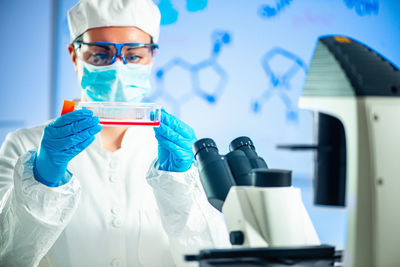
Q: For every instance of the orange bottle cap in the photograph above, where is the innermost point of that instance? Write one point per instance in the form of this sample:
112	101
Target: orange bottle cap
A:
68	107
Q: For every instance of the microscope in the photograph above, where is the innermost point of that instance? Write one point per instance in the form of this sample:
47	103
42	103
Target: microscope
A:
354	94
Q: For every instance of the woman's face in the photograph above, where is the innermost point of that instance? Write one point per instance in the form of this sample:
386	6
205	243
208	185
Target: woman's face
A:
112	35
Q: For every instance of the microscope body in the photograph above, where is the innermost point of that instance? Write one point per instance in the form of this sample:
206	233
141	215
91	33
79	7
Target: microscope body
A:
355	93
268	217
260	206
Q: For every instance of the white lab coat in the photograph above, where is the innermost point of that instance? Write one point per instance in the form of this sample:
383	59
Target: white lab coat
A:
109	214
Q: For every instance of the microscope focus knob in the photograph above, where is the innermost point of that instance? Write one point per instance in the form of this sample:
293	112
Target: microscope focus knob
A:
236	237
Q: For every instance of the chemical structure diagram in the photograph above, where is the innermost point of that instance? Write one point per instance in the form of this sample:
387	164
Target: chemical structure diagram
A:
363	7
196	73
280	82
169	14
269	11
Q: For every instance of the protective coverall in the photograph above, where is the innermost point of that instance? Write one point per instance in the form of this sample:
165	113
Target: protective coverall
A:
118	209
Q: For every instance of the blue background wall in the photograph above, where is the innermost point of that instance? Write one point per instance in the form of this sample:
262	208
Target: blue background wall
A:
228	68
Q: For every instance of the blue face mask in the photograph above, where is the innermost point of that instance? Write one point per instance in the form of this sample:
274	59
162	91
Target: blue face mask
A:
116	82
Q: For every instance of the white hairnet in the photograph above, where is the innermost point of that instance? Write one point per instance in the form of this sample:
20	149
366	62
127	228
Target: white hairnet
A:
87	14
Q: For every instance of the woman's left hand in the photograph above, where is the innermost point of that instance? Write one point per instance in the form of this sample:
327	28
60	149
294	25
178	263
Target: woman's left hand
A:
175	141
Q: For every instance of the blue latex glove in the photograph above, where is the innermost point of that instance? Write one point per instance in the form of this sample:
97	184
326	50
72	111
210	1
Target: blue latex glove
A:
175	141
62	140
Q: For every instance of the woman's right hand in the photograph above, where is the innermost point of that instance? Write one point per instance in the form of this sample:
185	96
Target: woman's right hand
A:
62	140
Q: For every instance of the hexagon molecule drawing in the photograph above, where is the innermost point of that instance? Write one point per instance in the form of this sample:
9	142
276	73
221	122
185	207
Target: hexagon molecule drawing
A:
170	15
267	11
280	81
363	7
208	68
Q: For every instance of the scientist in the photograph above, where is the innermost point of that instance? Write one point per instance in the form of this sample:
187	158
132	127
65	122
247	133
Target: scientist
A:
73	193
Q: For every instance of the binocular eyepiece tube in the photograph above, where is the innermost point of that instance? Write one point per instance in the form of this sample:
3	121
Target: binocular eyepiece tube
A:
240	167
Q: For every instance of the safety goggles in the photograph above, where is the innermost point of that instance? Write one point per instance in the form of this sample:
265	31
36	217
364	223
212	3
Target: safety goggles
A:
105	53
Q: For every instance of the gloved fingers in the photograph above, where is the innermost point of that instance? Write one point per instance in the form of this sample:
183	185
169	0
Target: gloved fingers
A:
71	117
63	144
177	125
73	128
78	138
75	150
173	147
167	133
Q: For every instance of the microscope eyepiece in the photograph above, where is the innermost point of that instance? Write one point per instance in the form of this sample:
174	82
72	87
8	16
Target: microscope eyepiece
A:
239	142
202	144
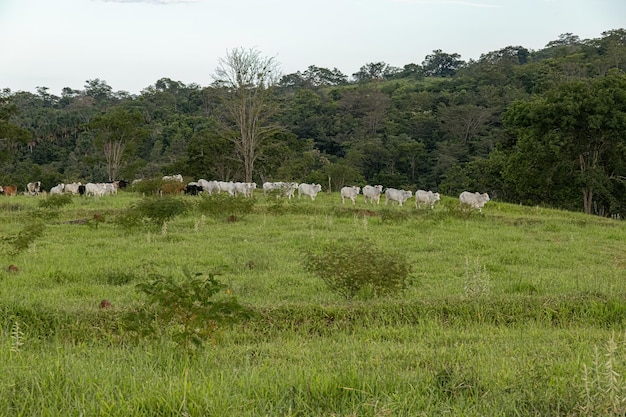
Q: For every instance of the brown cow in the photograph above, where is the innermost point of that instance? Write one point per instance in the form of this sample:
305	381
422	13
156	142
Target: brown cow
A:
10	190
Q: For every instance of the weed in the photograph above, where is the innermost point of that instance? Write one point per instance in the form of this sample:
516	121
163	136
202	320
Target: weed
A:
604	389
188	308
224	206
17	337
477	281
56	201
358	268
152	211
19	242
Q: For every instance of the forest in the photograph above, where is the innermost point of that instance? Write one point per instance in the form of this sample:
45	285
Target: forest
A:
533	127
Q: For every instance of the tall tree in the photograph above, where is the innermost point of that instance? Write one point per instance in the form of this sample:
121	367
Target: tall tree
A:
441	64
247	79
115	130
11	135
582	125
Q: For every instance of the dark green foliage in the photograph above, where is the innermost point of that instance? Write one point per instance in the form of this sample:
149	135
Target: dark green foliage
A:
225	207
148	186
358	269
152	211
55	201
190	309
20	241
95	221
391	215
119	277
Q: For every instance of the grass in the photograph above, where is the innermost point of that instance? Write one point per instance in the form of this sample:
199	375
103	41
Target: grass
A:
515	311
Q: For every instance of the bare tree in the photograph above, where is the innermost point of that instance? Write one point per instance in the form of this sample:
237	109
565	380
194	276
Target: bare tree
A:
246	80
114	130
113	151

::::

Restate the records word for word, omitting images.

◆ TASK OUTPUT
Q: For every instance of the orange bottle cap in the photograph above, where is the innermost point of that instance? Write one point per instance in the form of this sample:
112	101
Target: orange bottle cap
A:
68	107
Q: For every instance of the microscope in the photograph above, where is the innermost point of that instance? Write one point per instance in the form of this sample:
47	103
42	103
Target: microscope
A:
354	94
Q: For every instance of the woman's face in the photograph above, where is the innermost point of that instance? Write one point per instance in the form of this sample:
386	6
205	243
208	185
Target: woman's face
A:
112	35
Q: For every instance of the microscope body in the photograph above, where is the innermost point of that instance? Write one point per instance in the form of this sample:
206	233
141	215
91	33
79	7
Target: microscope body
A:
355	93
268	217
260	206
Q: For every instance of the white lab coat in the photograph above, where is the innermost point of that instance? Write one point per instance in the form of this sample:
383	59
Target: white lab coat
A:
109	214
Q: For every instance of the microscope focus knob in the photograph above, where is the innermost point of that instance? Write one point per instance in the form of this sample:
293	112
Target: microscope focus knob
A:
236	237
Q: For every instance of the chemical structure diagram in the photograph above, where is the innermost point of that instance? Write one point per instance in the form of this sample:
387	164
Target: chemical structure diagram
A:
363	7
196	73
280	82
169	14
269	11
Q: For every instance of the protective coverall in the photograph above, where is the innermost point of that instance? Write one point per instance in the form of this sample:
165	113
Target: protective coverall
A:
118	209
Q: For every instance of the blue background wall in the photograph above, where is the innermost point of that instance? Write one point per instance in the form of this sample:
262	208
Target: blue background wall
A:
228	68
Q: For every instance of the blue face mask in the photograph above, where is the innermost point of that instance? Write one point per instance in the form of this sample:
274	59
162	91
Target: blue face mask
A:
116	82
Q: For every instance of the white hairnet in the photograph above, where is the innermost point of that instance? Write one point per instance in the form of this sample:
20	149
366	62
127	228
Target: white hairnet
A:
87	14
Q: For every instance of the woman's left hand in the photograph above, where is the innermost point of that instance? Write one point per instance in the form of this sample:
327	28
60	149
294	25
178	263
Target: woman's left hand
A:
175	141
Q: For every instance of the blue latex glove in the photograph above, where is the innermost point of that instance? Write one point per instance in the form of this sample:
97	184
326	50
72	111
210	1
Target: blue latex glove
A:
175	141
62	140
Q: For every instance of the woman's right hand in the photograph above, where is the innermost point of that instance? Write one point per instance in the form of this sample:
185	96
Target: woman's right hand
A:
62	140
Q: For every instance of the hexagon molecule drawing in the photograph above, where is the innermost point of that instance? Write one point per instance in the form of this sample:
9	142
276	73
221	122
185	207
Target: hexagon molecule drawing
A:
170	15
267	11
280	81
363	7
208	68
Q: For every instance of the scientist in the photograph above, where is the innermost point of that instance? Write one point per instance in the form of this sample:
187	158
132	127
65	122
247	133
Target: scientist
A:
73	193
Q: For every instance of the binocular eyepiece tube in the photograph above, where is the innermost point of that instance? Write one point per instance in the form of this sample:
3	121
Target: binocular eyepiece tube
A:
240	167
Q: For every instance of the safety goggles in the photograph above, where is the innermost point of that instance? Write one point per instance in the form of this sample:
265	31
36	217
364	223
212	3
Target: safety goggles
A:
105	53
Q: For every instance of the gloved fingers in the photograph above, where is the innermost point of that instance? Write one point per instance in the form of this sample:
183	185
169	0
Target: gloved fingers
A:
71	117
63	144
177	125
73	128
78	138
75	150
173	147
167	133
Q: For every instance of the microscope eyepiece in the photograph above, where is the innermost point of that instance? Write one point per instance in the form of this sample:
174	82
72	87
8	16
Target: microscope eyepiece
A:
239	142
202	144
Q: For every instance of the brown cow in the photograph above, where is the innermost point of that instance? Write one point per instance in the form of this sample:
305	381
422	13
156	142
Target: brown cow
A:
10	190
Q: For every instance of the weed in the photograph above, where is the innermost point of that instance? Write one point per instance in the form of this sample:
516	121
163	136
202	320
Target: weed
A:
604	389
188	308
224	206
17	337
477	281
56	201
358	268
152	211
19	242
Q: For every instance of the forest in the photograph above, where is the innermost point of that instance? Write one point per instance in the form of this sample:
45	285
Target: forest
A:
533	127
Q: For every instance of the tall tree in the photograph above, where is the innermost point of that instance? Write one point per instance in the form of this sample:
121	367
Target: tall tree
A:
441	64
247	79
115	130
11	135
582	125
Q: For every instance of the dark green foliage in the photograph above, where is the innermost point of that instance? Write one point per instance in the form of this sample:
149	135
Target: dark green foliage
A:
225	207
148	186
358	269
152	211
55	201
190	309
20	241
95	221
391	215
119	277
Q: For every instance of the grass in the photograph above, where is the innermost point of that instance? Write one point per instance in the form of this sample:
199	375
103	41
Target: grass
A:
515	311
Q: For every instance of the bare tree in the photograph above, where is the innermost point of that instance? Write one point per instance in the form of this sample:
237	109
565	380
194	276
Target: bare tree
A:
246	80
114	130
113	151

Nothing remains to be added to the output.